- **GIVEN EXERCISE**
Copy out every row from the line containing "like [(438, 96)]." down to the line containing "[(390, 84)]", with both of those lines included. Leave the pictures out.

- **ENTRIES PROVIDED**
◇ ◇ ◇ ◇ ◇ ◇ ◇
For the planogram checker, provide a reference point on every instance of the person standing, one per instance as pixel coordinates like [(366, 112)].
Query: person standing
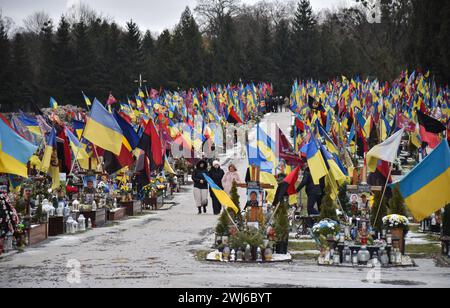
[(230, 177), (200, 186), (314, 192), (216, 174)]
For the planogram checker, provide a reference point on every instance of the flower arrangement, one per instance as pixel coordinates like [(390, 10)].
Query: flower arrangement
[(326, 228), (124, 189), (395, 221)]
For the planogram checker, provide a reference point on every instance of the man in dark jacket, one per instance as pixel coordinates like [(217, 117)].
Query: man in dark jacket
[(200, 186), (314, 192), (216, 174)]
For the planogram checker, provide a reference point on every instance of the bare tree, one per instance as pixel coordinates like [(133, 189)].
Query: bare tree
[(81, 12), (212, 13)]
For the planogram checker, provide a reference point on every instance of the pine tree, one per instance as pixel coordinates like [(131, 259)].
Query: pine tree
[(163, 60), (21, 76), (133, 56), (328, 206), (380, 209), (397, 203), (5, 58), (148, 51), (63, 57), (189, 51), (283, 57), (266, 65), (305, 40)]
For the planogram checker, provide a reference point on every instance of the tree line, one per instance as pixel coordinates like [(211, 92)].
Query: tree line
[(221, 41)]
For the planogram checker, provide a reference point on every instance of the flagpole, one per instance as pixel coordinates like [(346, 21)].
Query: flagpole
[(337, 199), (384, 192)]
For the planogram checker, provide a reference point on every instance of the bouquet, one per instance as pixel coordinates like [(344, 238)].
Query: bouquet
[(395, 221), (326, 228)]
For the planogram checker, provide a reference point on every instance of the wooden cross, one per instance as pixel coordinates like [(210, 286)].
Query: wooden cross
[(255, 180)]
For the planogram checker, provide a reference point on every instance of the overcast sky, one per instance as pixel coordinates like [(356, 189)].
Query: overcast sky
[(155, 15)]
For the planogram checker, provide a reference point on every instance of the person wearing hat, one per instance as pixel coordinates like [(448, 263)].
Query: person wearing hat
[(216, 174), (314, 192), (200, 186)]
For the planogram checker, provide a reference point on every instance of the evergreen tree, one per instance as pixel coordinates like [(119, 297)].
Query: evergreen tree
[(266, 63), (63, 57), (47, 64), (446, 221), (83, 63), (132, 54), (21, 76), (305, 40), (189, 51), (163, 61), (380, 209), (397, 203), (283, 57), (148, 51), (5, 58)]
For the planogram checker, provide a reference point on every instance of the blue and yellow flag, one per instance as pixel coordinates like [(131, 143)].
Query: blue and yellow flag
[(102, 129), (221, 195), (86, 100), (79, 152), (316, 163), (53, 103), (15, 151), (425, 188)]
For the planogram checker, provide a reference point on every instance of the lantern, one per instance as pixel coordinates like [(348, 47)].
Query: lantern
[(81, 223), (363, 255), (226, 254), (259, 255), (69, 225), (75, 205)]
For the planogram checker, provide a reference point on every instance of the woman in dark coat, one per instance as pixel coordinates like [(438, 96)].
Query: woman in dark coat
[(216, 174), (200, 186)]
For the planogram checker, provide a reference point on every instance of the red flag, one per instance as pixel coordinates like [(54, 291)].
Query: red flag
[(111, 100)]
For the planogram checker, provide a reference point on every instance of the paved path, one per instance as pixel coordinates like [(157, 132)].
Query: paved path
[(157, 250)]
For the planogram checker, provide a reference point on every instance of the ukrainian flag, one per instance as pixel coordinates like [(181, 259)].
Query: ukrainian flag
[(50, 146), (78, 150), (102, 129), (316, 162), (221, 195), (267, 146), (15, 151), (425, 188), (86, 100)]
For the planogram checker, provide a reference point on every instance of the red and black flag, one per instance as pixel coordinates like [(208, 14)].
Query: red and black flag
[(287, 187), (150, 143), (233, 117), (114, 163), (430, 128)]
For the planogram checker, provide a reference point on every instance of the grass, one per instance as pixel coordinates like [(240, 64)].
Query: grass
[(302, 246)]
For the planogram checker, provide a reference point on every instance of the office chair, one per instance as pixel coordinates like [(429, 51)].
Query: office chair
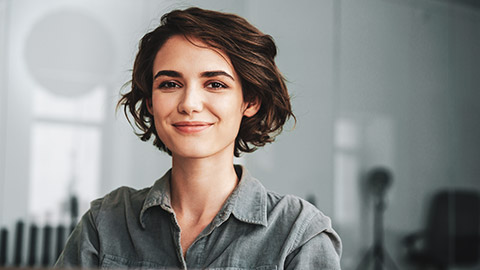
[(452, 234)]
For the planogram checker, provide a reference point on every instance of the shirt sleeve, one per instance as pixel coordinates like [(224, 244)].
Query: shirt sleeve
[(319, 247), (82, 247)]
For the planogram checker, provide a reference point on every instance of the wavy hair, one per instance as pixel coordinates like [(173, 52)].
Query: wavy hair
[(251, 53)]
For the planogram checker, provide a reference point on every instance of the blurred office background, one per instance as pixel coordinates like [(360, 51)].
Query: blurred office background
[(390, 84)]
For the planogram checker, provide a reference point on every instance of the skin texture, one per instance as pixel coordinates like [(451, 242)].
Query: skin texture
[(197, 105)]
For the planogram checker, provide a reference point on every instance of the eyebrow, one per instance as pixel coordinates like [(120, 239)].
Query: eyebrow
[(206, 74), (209, 74), (169, 73)]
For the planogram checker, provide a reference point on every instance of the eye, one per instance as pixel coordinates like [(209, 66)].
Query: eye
[(169, 85), (216, 85)]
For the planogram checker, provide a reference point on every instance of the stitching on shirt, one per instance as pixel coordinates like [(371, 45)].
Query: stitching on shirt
[(301, 232)]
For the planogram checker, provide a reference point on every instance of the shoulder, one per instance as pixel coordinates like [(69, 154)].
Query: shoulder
[(118, 201), (304, 221)]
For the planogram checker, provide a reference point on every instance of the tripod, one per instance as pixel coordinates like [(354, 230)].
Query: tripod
[(377, 254)]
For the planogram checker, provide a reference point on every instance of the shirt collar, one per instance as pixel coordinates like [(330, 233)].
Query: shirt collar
[(248, 202)]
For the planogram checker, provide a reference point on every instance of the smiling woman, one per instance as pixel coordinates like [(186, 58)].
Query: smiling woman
[(206, 86)]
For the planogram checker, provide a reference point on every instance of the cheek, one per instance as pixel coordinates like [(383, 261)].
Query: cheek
[(162, 107)]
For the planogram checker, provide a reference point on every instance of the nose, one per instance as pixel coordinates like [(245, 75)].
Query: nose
[(191, 100)]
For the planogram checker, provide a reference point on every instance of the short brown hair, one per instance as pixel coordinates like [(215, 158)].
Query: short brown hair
[(252, 55)]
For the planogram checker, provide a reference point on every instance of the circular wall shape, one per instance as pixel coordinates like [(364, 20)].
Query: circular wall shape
[(69, 53)]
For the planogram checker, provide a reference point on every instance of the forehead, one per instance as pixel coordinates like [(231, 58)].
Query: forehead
[(190, 54)]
◇ ◇ ◇ ◇ ◇ ◇ ◇
- **ANSWER TO THIS PROBLEM**
For the planogram checker, provide a reference point on every instance of the woman in dark coat, one per instance as pixel coordinates like [(438, 96)].
Query: woman in dark coat
[(216, 174), (200, 186)]
For the planogram checker, provide a reference point on every instance of the red flag, one per instance as pixel coordinates like [(54, 291)].
Query: red flag
[(111, 100)]
For the planogram checker, provide a reference point on every instance of the paved path, one per instance as pixel coordinates like [(157, 132)].
Query: paved path
[(157, 250)]
For the planogram checker, provide a reference point on every instance of the ukrainian flag, one per instance as pixel coordinates like [(181, 259)].
Query: ukrainian flag
[(50, 146), (78, 150), (102, 129), (316, 162), (221, 195), (267, 146), (15, 151), (425, 188), (86, 100)]
For the planogram checker, provide a reference point on every instance of the red and black flag, one per instance as pixel coordinates like [(208, 14)].
Query: red and black flag
[(287, 187), (150, 143), (233, 117), (114, 163), (430, 128)]
For the planogram checker, provide a reference point on every instance of the grass, one per instance as pixel coordinates like [(240, 64)].
Query: grass
[(302, 246)]
For the planogram checker, provide a reference point on every instance of the office chair, one per instance as pixel coordinates like [(429, 51)].
Query: office chair
[(452, 234)]
For the planogram checker, provide a reference point on every instance of the shirt sleeve, one per instance as pixel coordinates like [(224, 244)].
Query: shirt sleeve
[(319, 247), (82, 247)]
For the planogram checker, provide a reference point on every instance of the wavy hair, one per instance as pixel coordinates like [(173, 52)].
Query: wavy hair
[(251, 53)]
For the planogram checker, provide a reference point on every instance of the blurred office background, one per instance as pixel coordinates like [(360, 51)].
Query: blurred office background
[(390, 84)]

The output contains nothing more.